_PÁGINA_
Democracia doente

Democracia doente

José Inácio GONZÁLEZ FAUS


«O sentimento de que a democracia não é a forma correta da liberdade é bastante geral e vai-se difundindo cada vez mais. Não se pode ser omisso à crítica marxista contra a democracia: até que ponto as eleições são livres? Até que ponto a liberdade é manipulada pela propaganda, ou melhor, pelo capital, por alguns que se fazem donos dos meios de comunicação? Não existe a nova oligarquia que determina o que é moderno e progressista, o que uma pessoa culta deve pensar?... Quem vai continuar acreditando que o bem comum constitui o fator que propriamente determina essa vontade (dos grupos de representação democrática)? Quem poderá duvidar do poder e dos interesses, cujas mãos sujas se manifestam cada vez mais freqüentemente?... A vontade de impor-se uns sobre outros bloqueia a liberdade de conjunto... Precisamente em vista das limitações da democracia faz-se mais clamoroso o grito que reclama uma liberdade total».

Se brincássemos de adivinhar de quem são estas linhas, pode ser que mais de dois pensarão em Fidel Castro, ou em Chavez, ou Evo Morales, ou algum esquerdista ferrenho... Mas, não, irmãos: são de uma pessoa com tanta fama de conservadora como é o Cardeal Ratzinger, hoje elevado à cadeira de Pedro. Pode ser que Ratzinger faça uso dessa análise impecável não para ajudar a melhorar a democracia senão para a apologia da Igreja. Mas, o mau uso não elimina a exatidão de suas palavras1.

As direitas (se não sabem que a citação é do papa atual) contestariam essa crítica com a agudeza de Churchill: “a democracia é o pior dos sistemas políticos... excetuando todos os demais”. Não seria a primeira vez que a direita argumenta com ingenuidades que só pretendem fomentar a resignação. Mas essas agudezas acabam sendo perigosas porque levam a pensar que a diferença entre democracia e ditaduras é muito pequena.

E como, por outro lado, os autoritarismos costumam ser mais eficazes, a tentação ditatorial está servida. Melhor será, pois, examinar qual é o mal que afeta as nossas democracias e as põe quase no nível de qualquer outro sistema.

1.- Em primeiro lugar, apareceria a falta de uma educação de qualidade e para todos: democracia sem educação equivale a incapacidade democrática. De Hitler a Bush não faltam exemplos disso. Mas a boa educação requer grandes investimentos (e que, além disso, só frutificarão a longo prazo). Enquanto que investir em armas ou em luxos suntuosos que agradam a vaidade de um povo, é mais rentável a curto prazo.

2.- Em segundo lugar, apareceria a corrupção. Onde a educação tem sido morna, a corrupção se faz quente. Ela começa porque os “gastos de representação” se convertem em desculpas para viajar sem necessidade, luxuosamente e com a própria família. Segue porque há informações privilegiadas (sobre qualificações de terrenos e outras coisas) que permitem investimentos enormes e rentáveis. Continua na cobrança de comissões a empresas que executam trabalhos para os governos. E assim sucessivamente. “E daí a todos os vícios” como dizia Santo Inácio2.

_LISTAGEM_
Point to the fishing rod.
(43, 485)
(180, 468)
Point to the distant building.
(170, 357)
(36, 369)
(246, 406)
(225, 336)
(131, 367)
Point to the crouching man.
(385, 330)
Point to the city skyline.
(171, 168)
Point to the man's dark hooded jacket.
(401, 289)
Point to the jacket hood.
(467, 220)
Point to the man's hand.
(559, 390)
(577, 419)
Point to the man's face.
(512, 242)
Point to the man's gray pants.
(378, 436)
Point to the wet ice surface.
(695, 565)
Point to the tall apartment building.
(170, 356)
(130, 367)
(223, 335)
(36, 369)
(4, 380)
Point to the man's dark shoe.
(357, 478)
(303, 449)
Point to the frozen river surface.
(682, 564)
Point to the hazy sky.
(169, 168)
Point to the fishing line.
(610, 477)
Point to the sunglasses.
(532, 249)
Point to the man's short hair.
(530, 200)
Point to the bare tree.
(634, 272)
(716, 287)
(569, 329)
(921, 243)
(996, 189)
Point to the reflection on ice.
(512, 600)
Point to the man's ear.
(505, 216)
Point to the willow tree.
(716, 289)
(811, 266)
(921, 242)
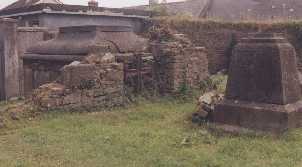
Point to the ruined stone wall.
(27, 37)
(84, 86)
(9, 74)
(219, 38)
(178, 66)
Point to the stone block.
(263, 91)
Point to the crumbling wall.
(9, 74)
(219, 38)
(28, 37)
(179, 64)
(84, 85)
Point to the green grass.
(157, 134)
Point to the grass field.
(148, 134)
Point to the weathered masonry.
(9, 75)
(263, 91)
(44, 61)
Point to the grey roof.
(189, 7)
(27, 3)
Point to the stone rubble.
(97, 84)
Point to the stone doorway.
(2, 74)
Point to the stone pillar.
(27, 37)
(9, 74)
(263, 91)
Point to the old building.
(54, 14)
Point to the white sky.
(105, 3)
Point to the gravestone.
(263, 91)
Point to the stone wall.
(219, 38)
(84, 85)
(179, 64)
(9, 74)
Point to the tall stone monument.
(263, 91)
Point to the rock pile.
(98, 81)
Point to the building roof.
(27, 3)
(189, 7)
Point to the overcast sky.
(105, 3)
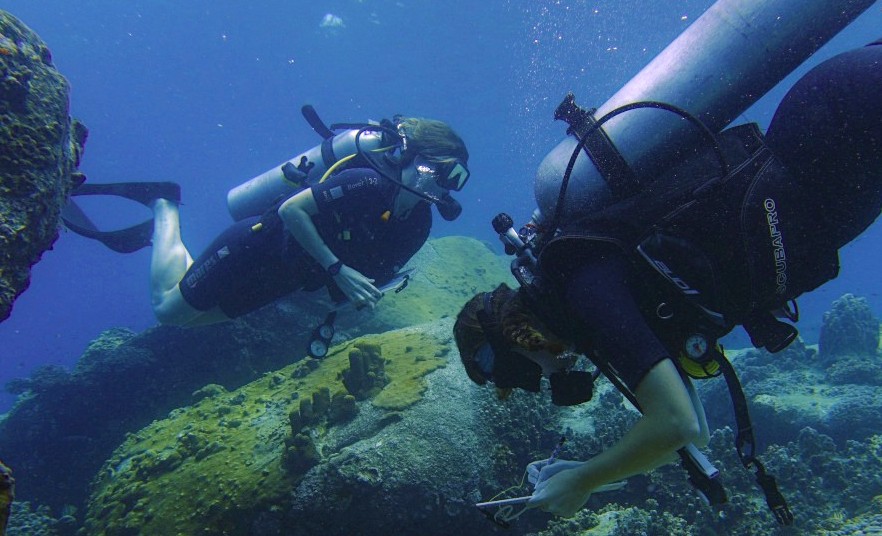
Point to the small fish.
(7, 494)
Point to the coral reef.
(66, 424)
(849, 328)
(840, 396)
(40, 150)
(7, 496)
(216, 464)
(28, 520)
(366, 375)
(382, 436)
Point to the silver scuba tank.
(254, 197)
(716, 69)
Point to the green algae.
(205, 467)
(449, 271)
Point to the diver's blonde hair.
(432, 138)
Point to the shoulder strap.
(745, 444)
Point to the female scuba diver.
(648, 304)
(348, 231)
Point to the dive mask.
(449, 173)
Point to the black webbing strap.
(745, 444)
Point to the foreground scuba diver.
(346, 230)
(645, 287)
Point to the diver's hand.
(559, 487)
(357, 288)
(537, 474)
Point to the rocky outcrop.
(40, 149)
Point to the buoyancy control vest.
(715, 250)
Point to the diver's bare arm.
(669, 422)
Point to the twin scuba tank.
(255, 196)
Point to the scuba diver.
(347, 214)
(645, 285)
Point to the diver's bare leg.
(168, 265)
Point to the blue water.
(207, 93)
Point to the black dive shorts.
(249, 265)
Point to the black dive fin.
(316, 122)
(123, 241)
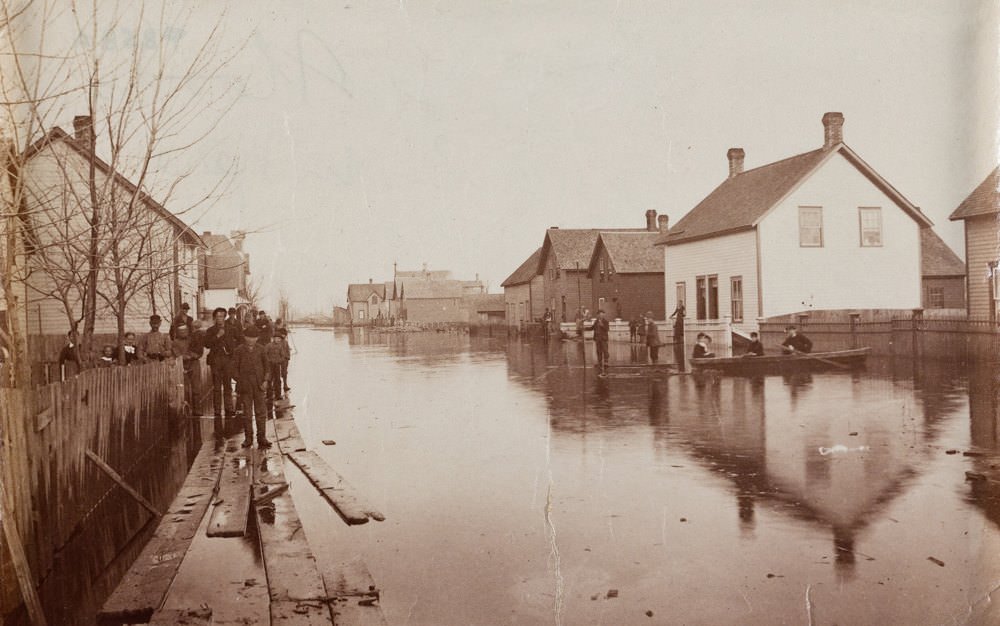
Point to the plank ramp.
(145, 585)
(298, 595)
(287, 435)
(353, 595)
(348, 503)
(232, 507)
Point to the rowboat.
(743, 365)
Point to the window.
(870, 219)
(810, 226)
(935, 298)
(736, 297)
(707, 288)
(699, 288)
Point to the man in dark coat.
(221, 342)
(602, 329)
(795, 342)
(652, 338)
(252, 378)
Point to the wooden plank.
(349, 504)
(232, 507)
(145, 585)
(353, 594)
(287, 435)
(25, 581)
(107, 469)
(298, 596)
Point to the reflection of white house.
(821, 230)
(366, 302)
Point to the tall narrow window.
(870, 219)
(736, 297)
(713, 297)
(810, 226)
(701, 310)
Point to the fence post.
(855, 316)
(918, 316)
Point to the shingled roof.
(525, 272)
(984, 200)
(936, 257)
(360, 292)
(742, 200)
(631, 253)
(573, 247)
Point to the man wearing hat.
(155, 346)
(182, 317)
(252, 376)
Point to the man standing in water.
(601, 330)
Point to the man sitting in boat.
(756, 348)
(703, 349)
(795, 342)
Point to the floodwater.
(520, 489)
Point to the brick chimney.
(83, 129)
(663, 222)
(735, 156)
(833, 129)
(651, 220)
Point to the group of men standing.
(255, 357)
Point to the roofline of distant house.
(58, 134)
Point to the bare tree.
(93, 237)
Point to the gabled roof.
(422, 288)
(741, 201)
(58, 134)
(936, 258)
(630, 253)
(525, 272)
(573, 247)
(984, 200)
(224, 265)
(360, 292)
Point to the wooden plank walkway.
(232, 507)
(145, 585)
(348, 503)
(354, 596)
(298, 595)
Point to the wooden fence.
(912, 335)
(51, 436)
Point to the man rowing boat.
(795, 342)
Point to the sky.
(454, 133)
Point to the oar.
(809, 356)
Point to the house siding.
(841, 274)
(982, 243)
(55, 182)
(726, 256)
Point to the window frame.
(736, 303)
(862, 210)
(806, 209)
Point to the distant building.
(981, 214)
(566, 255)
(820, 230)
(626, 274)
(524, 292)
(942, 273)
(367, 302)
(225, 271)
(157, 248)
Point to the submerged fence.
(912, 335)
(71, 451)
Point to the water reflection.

_TAREFA 1_
Segundo a página, qual mal da democracia aparece em segundo lugar?
_TAREFA 2_
Junte todas as linhas das entradas que contêm a palavra "hand", levando em conta maiúsculas e minúsculas.
As entradas não têm nada a ver com a página.

_RESULTADO 1_
A corrupção.

_RESULTADO 2_
Point to the man's hand.
Point to the diver's hand.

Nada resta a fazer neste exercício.